Text passage ->
####################

Well, hell! I’m reminded of how worried I should be at whether the political prospects in florida of the current corporate mannequin in the white house might keep his job and whether to keep the dems or have the GOP bleed the country dry!?! Not a choice in my book!
A great summation of our dilemma freecitizen. Seemingly “We the People” of this nation as well as the earth have a grim future regardless of who wins in November 2012.
Although I have my doubts for such, I’m hoping for a December 21, 2012 world catastrophic event that will destabilize this evil cabal of banking, corporate and political criminals that have seemingly managed to pirate our nation and the planet with schemes for their predatory “New World Order” all at the expense earth’s citizens. Fie on them all…! : |
Carl Nemo **==
I concur Carl,
It’s unfortunate that the people don’t see the truth of the pond-scum we elect to office and who is truly represented by these same officials. And if they do, they seem to be willfully resistant to real change as they keep believing the same lies again and again and again.

####################

(Point localization data)
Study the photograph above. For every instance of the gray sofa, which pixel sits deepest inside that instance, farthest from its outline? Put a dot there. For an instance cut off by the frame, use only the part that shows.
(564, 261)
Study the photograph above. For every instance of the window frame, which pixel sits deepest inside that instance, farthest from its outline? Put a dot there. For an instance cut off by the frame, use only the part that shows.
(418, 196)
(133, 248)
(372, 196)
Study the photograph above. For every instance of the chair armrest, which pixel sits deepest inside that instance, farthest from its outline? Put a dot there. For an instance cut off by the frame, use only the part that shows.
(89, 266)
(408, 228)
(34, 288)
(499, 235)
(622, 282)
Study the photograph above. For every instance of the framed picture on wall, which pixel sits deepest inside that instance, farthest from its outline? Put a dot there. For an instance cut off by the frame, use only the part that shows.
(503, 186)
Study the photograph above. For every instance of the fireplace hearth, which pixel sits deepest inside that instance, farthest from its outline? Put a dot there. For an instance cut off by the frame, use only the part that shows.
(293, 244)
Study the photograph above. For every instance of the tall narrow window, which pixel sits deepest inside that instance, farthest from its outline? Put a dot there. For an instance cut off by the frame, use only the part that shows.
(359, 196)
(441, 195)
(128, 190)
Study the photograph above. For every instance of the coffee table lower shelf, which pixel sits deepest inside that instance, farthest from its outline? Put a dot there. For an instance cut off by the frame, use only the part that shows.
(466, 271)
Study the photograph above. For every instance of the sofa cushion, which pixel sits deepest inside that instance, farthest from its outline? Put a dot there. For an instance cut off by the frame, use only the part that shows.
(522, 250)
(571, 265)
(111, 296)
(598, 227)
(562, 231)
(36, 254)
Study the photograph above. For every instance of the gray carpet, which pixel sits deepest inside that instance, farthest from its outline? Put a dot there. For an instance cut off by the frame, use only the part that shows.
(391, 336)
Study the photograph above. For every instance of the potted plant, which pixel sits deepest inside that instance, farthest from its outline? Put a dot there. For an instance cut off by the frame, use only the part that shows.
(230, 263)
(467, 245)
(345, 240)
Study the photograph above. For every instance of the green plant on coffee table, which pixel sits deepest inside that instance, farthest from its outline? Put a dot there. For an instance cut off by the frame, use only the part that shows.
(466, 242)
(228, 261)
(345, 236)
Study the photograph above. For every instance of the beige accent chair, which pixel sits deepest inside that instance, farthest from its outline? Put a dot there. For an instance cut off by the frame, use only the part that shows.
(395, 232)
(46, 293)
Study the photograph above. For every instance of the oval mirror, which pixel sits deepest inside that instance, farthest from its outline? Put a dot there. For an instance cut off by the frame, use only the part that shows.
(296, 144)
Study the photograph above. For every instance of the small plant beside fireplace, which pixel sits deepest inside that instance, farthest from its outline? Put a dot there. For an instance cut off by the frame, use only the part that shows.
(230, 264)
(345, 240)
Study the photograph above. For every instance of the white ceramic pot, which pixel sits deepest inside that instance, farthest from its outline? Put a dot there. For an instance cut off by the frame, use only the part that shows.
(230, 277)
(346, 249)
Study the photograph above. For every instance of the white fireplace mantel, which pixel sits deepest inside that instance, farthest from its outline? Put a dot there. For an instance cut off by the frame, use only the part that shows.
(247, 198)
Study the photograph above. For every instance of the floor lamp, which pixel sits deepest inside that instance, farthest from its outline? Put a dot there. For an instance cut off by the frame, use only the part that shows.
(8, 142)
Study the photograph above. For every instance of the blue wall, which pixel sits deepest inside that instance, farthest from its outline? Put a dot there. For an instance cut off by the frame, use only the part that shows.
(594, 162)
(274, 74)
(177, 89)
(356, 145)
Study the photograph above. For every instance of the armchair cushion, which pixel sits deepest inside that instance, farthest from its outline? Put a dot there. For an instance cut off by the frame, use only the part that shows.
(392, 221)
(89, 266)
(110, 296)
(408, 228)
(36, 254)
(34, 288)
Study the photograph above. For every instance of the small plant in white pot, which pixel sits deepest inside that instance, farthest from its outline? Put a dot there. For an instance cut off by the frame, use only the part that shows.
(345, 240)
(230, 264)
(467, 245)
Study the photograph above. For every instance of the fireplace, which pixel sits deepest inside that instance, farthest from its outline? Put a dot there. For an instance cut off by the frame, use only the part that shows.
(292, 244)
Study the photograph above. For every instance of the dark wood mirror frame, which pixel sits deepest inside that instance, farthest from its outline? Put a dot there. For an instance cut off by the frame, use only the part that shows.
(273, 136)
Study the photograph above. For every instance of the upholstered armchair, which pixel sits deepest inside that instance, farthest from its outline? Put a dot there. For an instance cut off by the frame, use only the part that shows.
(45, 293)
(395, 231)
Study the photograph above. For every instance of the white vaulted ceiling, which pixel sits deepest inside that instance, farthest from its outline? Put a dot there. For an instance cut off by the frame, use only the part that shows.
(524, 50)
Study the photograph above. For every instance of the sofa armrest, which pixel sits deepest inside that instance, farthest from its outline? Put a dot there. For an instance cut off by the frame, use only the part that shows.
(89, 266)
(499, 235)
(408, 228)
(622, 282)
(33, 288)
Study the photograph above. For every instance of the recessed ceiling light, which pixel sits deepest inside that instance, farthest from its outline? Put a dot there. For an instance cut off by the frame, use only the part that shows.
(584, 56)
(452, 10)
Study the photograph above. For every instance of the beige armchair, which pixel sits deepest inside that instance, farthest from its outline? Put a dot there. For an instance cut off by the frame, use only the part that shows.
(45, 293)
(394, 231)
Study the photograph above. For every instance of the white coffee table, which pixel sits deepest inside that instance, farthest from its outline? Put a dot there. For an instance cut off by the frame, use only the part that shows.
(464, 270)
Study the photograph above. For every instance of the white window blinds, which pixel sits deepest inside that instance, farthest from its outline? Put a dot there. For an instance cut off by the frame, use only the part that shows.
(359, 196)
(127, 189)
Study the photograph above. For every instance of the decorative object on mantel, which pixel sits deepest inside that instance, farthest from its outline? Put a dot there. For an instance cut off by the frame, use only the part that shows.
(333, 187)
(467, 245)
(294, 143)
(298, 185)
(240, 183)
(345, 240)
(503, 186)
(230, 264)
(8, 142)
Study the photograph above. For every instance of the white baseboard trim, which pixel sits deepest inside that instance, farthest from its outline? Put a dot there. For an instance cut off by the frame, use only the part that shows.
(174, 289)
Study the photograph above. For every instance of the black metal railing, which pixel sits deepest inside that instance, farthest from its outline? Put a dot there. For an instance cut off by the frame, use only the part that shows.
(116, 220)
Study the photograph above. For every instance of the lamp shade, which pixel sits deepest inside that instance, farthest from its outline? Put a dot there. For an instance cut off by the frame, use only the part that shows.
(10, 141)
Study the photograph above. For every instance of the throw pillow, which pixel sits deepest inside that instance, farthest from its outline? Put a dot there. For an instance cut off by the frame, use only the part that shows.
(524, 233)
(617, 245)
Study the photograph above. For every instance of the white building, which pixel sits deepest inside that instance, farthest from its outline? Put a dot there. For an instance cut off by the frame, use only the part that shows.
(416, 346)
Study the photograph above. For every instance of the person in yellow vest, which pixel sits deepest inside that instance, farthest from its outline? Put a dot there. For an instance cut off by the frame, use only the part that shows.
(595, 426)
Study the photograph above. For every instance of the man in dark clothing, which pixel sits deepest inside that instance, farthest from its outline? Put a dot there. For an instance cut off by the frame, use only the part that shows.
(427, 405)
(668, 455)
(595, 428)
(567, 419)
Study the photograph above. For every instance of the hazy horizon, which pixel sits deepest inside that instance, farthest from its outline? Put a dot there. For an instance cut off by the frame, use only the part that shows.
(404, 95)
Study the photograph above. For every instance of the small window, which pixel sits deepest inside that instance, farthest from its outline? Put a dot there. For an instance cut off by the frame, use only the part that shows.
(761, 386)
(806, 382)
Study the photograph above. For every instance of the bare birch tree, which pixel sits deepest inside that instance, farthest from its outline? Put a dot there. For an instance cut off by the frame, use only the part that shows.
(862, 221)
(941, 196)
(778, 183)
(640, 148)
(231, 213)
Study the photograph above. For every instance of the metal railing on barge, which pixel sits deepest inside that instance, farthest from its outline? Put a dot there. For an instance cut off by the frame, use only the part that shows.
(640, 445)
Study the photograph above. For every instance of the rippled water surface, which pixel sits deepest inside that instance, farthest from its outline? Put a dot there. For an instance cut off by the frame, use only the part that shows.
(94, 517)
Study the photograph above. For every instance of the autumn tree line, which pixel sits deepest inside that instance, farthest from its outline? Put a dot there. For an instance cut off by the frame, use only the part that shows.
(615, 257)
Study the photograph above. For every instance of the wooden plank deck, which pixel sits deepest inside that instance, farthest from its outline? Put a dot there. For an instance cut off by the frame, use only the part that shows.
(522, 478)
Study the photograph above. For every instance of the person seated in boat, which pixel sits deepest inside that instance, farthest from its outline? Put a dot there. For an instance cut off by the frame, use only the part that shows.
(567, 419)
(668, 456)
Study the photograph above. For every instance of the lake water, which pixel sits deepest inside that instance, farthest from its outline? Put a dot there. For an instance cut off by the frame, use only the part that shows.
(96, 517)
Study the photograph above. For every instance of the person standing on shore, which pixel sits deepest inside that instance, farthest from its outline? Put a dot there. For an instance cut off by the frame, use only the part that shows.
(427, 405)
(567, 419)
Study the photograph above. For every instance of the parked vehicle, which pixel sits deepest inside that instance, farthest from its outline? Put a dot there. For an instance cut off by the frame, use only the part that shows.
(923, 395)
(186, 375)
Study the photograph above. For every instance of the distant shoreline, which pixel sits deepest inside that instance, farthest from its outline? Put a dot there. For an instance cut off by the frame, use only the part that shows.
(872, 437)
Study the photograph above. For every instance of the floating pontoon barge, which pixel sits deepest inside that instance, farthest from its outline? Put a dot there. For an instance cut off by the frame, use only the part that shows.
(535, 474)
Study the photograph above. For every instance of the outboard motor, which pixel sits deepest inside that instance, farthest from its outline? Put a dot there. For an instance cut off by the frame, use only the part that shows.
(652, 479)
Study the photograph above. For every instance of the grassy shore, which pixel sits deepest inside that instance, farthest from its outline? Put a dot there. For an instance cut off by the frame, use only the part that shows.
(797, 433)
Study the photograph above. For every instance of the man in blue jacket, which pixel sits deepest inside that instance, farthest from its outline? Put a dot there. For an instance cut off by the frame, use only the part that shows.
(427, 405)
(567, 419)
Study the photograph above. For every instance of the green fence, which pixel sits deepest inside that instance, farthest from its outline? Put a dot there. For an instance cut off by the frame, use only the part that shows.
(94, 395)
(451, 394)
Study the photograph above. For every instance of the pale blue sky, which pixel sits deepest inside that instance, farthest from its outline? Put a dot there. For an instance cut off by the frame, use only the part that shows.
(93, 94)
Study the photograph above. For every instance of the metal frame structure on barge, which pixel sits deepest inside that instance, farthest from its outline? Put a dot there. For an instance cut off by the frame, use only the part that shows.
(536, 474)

####################

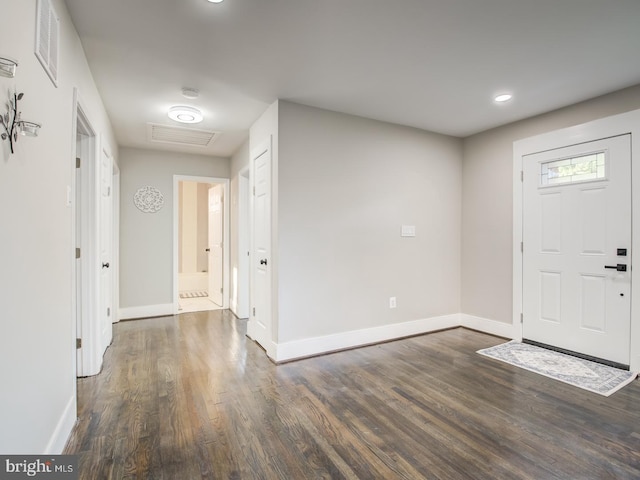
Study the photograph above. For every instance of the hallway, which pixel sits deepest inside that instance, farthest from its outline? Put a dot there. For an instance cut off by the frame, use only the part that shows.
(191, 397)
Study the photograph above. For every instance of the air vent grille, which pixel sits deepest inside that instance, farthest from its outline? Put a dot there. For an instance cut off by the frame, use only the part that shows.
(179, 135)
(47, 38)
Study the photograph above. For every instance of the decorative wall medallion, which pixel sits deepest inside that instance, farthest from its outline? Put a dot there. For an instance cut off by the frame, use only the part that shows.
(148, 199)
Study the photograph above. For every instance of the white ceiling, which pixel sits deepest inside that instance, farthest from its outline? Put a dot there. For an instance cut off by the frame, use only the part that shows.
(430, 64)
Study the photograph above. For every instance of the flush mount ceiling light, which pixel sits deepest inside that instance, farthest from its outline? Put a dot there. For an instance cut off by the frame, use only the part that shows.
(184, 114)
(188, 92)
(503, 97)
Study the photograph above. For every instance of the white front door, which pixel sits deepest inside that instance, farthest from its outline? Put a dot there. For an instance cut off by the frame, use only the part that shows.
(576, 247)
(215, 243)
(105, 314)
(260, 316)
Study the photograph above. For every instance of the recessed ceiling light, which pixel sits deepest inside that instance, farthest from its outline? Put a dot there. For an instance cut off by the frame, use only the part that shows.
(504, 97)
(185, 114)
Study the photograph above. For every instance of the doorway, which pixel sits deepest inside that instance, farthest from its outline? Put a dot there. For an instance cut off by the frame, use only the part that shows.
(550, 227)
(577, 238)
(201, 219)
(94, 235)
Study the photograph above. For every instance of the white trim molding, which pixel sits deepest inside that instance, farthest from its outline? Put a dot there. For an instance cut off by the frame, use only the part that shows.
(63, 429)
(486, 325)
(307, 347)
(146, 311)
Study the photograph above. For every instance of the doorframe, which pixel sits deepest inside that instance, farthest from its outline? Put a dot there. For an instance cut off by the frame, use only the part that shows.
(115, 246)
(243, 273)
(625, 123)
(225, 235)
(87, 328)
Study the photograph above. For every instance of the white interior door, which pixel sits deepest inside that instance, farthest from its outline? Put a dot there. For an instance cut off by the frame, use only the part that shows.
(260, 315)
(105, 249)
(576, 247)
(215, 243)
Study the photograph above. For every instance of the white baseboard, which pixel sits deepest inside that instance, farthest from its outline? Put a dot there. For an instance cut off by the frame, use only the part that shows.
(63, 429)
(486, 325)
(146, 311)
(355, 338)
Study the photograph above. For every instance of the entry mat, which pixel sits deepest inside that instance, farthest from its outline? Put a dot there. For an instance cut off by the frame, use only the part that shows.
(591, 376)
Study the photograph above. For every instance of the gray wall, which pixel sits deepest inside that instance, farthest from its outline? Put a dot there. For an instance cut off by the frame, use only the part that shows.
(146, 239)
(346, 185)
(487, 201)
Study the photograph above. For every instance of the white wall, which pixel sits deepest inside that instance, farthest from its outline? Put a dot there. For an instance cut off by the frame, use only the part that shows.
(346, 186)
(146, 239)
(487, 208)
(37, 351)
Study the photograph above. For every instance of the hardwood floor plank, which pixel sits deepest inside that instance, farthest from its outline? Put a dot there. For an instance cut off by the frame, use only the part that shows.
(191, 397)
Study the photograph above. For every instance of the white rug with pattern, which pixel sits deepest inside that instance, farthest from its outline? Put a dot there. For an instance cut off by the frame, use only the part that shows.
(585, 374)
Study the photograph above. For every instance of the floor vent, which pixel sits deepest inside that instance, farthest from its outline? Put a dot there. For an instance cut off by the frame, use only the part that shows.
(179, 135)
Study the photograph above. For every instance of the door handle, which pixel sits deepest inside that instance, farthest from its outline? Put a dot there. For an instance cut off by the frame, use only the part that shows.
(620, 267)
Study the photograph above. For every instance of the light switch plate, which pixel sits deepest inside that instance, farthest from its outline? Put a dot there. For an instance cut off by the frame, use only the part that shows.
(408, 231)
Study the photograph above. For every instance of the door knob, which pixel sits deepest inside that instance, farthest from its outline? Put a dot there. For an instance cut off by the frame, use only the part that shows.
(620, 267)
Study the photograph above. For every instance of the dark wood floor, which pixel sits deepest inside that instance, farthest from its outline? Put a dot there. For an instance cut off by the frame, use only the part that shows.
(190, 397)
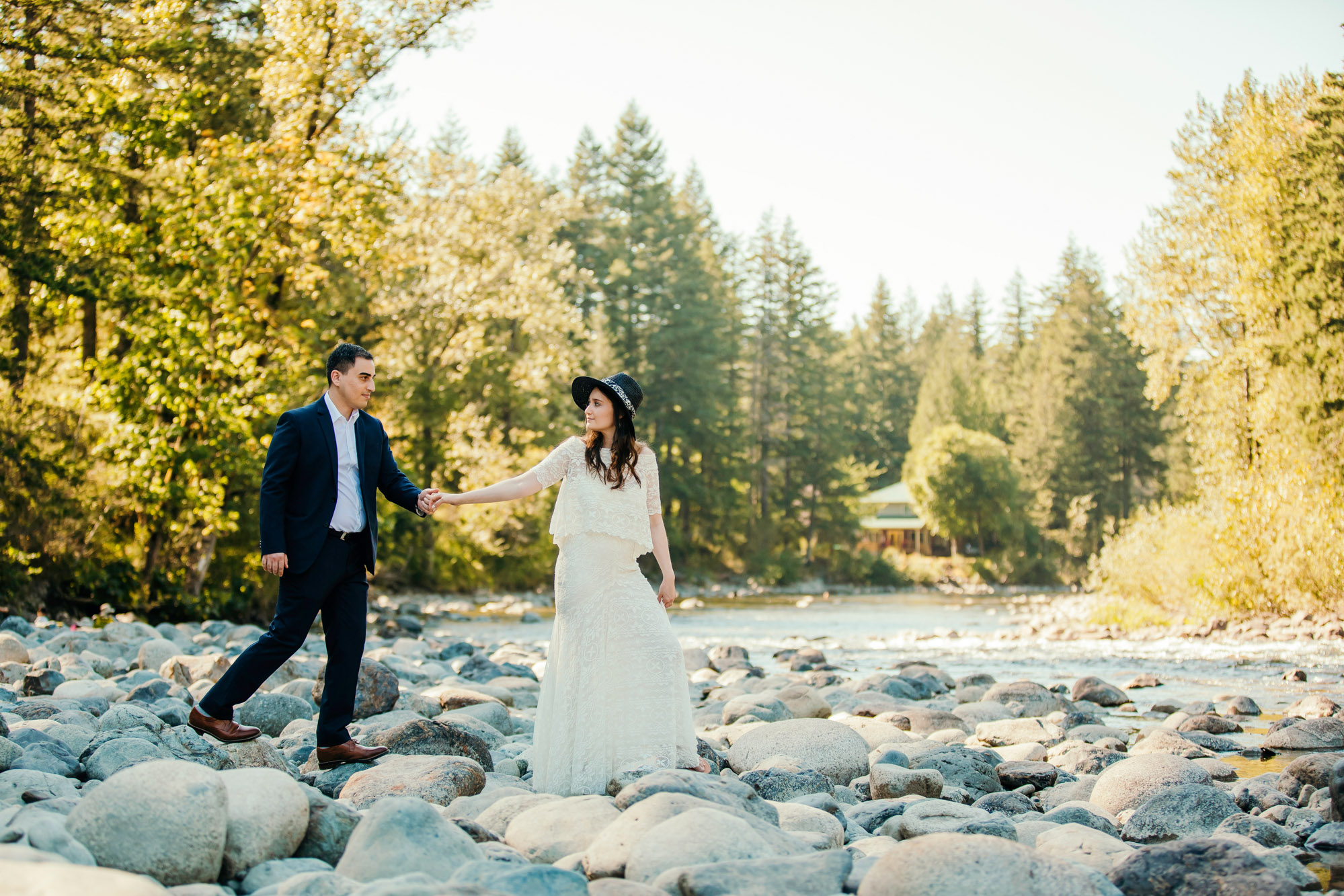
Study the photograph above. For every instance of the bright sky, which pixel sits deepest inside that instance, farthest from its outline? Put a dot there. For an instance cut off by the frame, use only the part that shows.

####################

What is expected -> Carry the comment thread about the November 2012 election further, beginning after its final sentence. The data come from a separate source.

Output of the exercise ->
I’d really like to see this two-headed beast collapse! Then maybe we can get back to our Constitution!!
Once they tell all the seniors the Republicans want to eliminate Medicare and SS they’ll do better.
Obama’s Panama City Beach “Gulf” swim caused quite a stir because it was a staged photo op conducted by the White House to indicate that the water was safe after the BP debacle.
Obama’s going to have a hard time winning in Gulf states that are dealing with the oil disaster that he has decided to ignore.